▶ EXERCISE
Give the number of lines in the data that contain the word "cheek"; no other text is needed.

▶ EXERCISE MATERIAL

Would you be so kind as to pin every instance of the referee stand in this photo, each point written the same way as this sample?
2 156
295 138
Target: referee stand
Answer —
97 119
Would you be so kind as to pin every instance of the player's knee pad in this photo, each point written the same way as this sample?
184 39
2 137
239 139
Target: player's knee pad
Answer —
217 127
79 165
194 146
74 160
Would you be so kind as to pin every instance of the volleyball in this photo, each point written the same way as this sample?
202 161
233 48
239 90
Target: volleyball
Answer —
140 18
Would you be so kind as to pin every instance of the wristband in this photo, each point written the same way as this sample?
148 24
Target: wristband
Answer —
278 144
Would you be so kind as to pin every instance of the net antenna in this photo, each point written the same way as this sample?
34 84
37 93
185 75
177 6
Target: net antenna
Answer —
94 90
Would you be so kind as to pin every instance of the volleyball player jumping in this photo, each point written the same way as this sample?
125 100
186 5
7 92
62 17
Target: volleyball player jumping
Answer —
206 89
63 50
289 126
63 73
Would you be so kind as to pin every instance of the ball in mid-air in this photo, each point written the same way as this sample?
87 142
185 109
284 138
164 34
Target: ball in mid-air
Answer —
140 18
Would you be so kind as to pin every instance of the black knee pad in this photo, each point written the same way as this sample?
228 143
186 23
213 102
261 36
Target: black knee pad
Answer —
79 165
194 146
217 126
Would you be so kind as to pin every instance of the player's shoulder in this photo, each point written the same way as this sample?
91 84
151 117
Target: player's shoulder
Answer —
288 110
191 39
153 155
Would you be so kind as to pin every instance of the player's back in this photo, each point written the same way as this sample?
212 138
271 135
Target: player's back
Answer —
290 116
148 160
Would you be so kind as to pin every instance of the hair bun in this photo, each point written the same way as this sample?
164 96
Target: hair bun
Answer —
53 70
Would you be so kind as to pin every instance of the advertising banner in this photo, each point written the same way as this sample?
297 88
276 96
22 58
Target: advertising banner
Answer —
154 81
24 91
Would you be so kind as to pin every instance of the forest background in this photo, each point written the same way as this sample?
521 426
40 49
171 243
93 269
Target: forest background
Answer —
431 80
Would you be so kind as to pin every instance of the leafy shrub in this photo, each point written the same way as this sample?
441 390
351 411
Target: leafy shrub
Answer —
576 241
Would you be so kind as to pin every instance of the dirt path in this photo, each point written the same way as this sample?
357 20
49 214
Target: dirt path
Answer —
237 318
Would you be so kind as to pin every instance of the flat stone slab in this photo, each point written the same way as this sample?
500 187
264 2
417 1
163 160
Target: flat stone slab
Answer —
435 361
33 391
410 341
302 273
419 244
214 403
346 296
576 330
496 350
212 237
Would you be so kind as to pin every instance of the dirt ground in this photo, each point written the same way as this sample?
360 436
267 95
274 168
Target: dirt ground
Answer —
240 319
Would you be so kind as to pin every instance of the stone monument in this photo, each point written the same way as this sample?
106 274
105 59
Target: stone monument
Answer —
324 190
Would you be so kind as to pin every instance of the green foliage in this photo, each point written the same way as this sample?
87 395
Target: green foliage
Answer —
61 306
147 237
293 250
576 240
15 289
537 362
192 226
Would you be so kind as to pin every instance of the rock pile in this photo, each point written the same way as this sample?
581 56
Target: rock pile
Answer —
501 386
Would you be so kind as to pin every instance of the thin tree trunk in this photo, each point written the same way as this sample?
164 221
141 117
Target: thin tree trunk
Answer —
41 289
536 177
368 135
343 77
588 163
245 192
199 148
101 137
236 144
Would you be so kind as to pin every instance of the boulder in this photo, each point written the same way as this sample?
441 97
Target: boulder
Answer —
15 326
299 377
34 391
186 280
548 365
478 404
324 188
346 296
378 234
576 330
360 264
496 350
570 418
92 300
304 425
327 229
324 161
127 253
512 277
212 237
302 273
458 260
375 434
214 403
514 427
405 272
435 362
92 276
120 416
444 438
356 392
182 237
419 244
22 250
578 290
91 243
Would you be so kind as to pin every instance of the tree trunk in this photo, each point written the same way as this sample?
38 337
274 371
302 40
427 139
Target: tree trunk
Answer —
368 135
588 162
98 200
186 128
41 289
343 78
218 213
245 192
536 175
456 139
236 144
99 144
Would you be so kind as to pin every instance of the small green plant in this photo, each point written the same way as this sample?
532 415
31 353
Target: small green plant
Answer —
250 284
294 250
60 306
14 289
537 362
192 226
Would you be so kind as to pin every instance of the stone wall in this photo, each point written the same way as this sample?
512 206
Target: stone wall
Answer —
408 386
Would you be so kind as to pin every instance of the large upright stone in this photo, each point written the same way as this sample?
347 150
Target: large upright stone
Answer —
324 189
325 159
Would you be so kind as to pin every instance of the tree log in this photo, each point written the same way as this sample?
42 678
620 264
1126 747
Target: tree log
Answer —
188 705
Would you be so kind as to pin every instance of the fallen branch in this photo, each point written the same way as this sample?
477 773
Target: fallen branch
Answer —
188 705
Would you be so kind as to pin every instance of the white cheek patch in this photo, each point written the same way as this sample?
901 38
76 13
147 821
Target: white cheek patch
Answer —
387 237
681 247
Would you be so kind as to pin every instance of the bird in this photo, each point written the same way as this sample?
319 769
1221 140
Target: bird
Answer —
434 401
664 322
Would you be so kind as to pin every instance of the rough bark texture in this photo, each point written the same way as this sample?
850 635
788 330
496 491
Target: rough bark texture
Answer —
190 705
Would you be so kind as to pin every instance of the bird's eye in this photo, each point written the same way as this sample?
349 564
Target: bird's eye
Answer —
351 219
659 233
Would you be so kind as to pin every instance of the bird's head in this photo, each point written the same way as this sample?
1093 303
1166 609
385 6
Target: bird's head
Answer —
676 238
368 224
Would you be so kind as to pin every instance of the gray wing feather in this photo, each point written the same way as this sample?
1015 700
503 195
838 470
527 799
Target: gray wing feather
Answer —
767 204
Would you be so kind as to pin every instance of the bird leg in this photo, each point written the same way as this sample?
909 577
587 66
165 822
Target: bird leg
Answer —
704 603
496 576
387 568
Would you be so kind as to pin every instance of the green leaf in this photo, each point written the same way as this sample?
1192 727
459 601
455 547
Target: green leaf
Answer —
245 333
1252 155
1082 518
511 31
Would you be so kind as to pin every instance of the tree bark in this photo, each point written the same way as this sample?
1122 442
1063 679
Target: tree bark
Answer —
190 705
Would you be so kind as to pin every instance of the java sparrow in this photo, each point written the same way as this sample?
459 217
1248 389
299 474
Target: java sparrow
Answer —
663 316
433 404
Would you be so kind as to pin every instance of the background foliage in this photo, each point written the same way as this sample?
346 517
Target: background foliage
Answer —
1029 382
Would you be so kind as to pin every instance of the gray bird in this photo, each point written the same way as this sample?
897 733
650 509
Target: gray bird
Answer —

▶ FINISHED EXERCISE
2